2018 Rewind: Greg Wilson on ‘1988 and all that’…

We continue our look back at 909originals’ biggest stories of the year with our interview with the legendary Greg Wilson, which formed part of our Postcards from 88 series.

 Q. Do you remember what you were doing as the Summer of 1988 started?

I’d moved to London in 1987, having stopped DJing a few years before to concentrate on production. Things had been very bumpy, and I was struggling to keep financially afloat, so London had provided a fresh start after three years of instability.

Knowing Kermit from my time managing the breakdance crew, Broken Glass, I agreed to manage and produce the pioneering Manchester hip hop trio, the Ruthless Rap Assassins [pictured below], plus sister crew Kiss AMC, and set about trying to get them signed to a recording deal.

We put out a white label, We Don’t Care/Kiss AMC, which caused a stir. We began to pick up press interest, both from black and rock/indie publications, on the back of this and a couple of radio sessions.

We eventually secured our deal, remarkably with EMI, following a memorable gig at The Haçienda in February ’88. I recall Dave Pearce, then regarded as a hip hop specialist, being brought along by EMI’s A&R representative, Rob Sawyer, for a second opinion.

This was their anything-goes Zumbar night, which the following July would re-brand as Hot, destined to become one of the great acid-house gatherings. Its midweek success was no accident, Legend having set the tone earlier in the decade with its upfront Wednesday sessions.
 
Q. When or where did you first realise that ‘something different’ was happening with music?

With my nights at Legend and Wigan Pier central to the black music scene in the North, I was heavily involved in the early-‘80s electro era, which was when the music really began to change, its electronic direction paving the way for house and techno, as well as playing a key role in bringing hip hop to the fore.

So, for me and many others on the scene at the time, electro was the great change musically, with house and techno more of a continuation rather than something radically different, as Electro had been. Chicago and Detroit were responding to what had gone on in New York.

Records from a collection
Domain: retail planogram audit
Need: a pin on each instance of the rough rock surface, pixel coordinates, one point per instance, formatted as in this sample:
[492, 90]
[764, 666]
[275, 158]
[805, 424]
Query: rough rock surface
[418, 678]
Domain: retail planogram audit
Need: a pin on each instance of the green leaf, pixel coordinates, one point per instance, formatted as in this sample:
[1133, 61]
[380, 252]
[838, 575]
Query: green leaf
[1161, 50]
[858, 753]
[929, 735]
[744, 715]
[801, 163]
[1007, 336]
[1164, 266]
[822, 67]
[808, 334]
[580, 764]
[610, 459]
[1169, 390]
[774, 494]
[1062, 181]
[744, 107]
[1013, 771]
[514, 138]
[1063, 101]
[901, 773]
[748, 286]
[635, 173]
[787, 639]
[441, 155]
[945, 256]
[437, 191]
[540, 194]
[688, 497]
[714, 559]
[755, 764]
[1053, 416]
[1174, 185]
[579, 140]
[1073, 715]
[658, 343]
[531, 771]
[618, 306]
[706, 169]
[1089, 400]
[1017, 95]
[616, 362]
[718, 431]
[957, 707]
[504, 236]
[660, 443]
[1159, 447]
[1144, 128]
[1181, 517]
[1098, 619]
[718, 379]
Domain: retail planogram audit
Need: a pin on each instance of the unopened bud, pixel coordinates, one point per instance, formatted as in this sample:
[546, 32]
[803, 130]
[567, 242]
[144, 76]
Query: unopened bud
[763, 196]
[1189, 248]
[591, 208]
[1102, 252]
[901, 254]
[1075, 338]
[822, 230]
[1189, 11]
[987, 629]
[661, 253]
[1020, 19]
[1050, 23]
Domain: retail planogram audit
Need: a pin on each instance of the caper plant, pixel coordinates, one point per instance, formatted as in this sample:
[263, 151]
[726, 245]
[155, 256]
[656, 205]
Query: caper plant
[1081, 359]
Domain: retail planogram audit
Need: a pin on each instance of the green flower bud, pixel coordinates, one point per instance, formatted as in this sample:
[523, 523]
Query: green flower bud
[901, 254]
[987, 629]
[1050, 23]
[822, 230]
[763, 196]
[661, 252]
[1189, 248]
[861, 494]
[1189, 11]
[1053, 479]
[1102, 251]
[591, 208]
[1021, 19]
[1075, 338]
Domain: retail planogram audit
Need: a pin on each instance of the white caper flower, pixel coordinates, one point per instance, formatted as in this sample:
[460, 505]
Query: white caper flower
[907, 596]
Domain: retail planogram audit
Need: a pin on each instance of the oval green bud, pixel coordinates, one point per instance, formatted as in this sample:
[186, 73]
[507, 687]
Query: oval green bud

What you have to do:
Can you pick up the Greg Wilson interview about 1988 after its final sentence and carry it on?

Solved problem:
On the UK Electro album I worked on in 1984 we were experimenting in a similar way to how many other British dance acts would do subsequently.

We were heavily into sampling early doors, playing them in from the keys on an Emulator, but unlike 1988 our music didn’t have a context – we were pretty much out on our own at the time making it up as we went along. One of the inclusions, which would have made a great house track had we recorded it a few years later: Music by Syncbeat, has just been re-issued via Running Back, 34 years on.

The Haçienda was a beneficiary of this evolution from Electro to House/Techno/Hip Hop, having opened in 1982 (the very same month Afrika Bambaataa & The Soul Sonic Force’s era-defining Planet Rock came in on import) and, following a period of struggle to find its identity had, a few years prior to the rave explosion, begun to attract many of the black dancers at the cusp of the underground, people like Foot Patrol who interpreted early House in a Jazz-Fusion style at clubs like The Playpen before taking it onto the floor at The Haçienda.


The music was all in place and the underground was always responding, but it was that little pill that those guys took over in Ibiza that exploded the whole thing into mainstream consciousness in ’88.
  
Q. Was there a particular tune from the Summer of 1988 that stood out for you? Why?

Whilst people think of house music when they look at that date, its easy to forget that hip hop was rising parallel with dance music here in the UK, the two very much crossing over in many cases.

If you went to The Haçienda before the whole acid house thing exploded you’d hear hip hop, street soul and even jazz/Latin played alongside the Chicago house music that was beginning to break through. It was much more open musically at that point before DJs began switching to ‘house music all night long’, which was when a lot of the black crowd moved away.

Hip hop had major momentum by ’88, with artists like Boogie Down Productions, Eric B & Rakim, EPMD, Stetsasonic, Jungle Brothers, and NWA, whose Straight Outta Compton brought the West Coast to the fore.

Then there was Public Enemy, of course, who were absolutely huge at that point – their 1987 debut album Yo! Bum Rush The Show was a gamechanger, before ‘88’s It Takes A Nation Of Millions To Hold Us Back took their message global.

Against this backdrop and given the fact I was working with the Rap Assassins, who were obviously big into US hip hop, that’s where the thrust of my attention was.

In the mainstream, this was the time of Stock Aitken & Waterman, churning out production line hits for the likes of Kylie Minogue, Jason Donovan and Rick Astley, who topped the US Dance chart twice in the first half of ’88, illustrating how dire things had become for dance music.

Thankfully the British were about to really make their mark with acts like S’Express, Bomb The Bass, Coldcut and Yazz scoring big, following a significant breakthrough for this new UK dance approach via M/A/R/R/S in ’87.

1988 was, in my opinion, apart from the hip hop contributions and the breakthrough of UK dance acts, hardly a vintage year where I’d be spoilt for choice picking a favourite track. In many respects it was the primer of what was to come, the more interesting music hidden away in the undergrowth of acid house, but about to rise to the surface.

With this in mind my choice would have to be an obvious one – a track that was initially released on a small label based, of all places, in my home town of Wallasey, across the River Mersey from Liverpool. This was Rham! Records.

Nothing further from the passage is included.